*WHAT IS REQUIRED:* Your task is to filter the data below down to the lines holding "advertisement".

*ENTRIES SUPPLIED:*
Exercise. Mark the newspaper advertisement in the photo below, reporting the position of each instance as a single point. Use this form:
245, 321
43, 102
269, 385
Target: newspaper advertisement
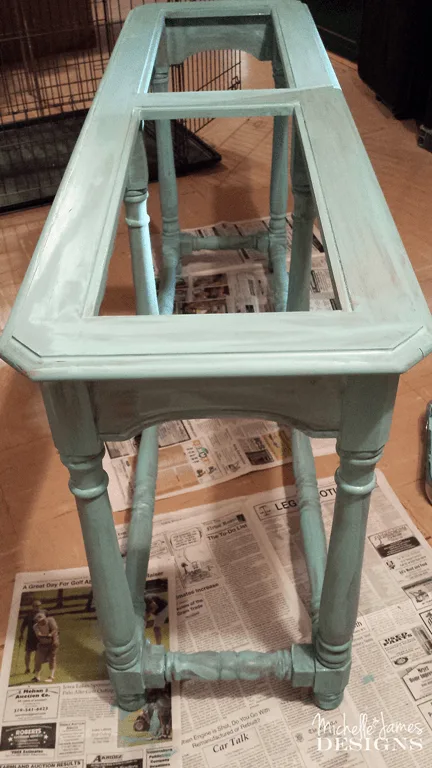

*OUTPUT OF THE EXERCISE:*
Exercise. Mark the newspaper advertisement in the photo below, reporting the position of each instance as a single point. Use this form:
Target: newspaper advertisement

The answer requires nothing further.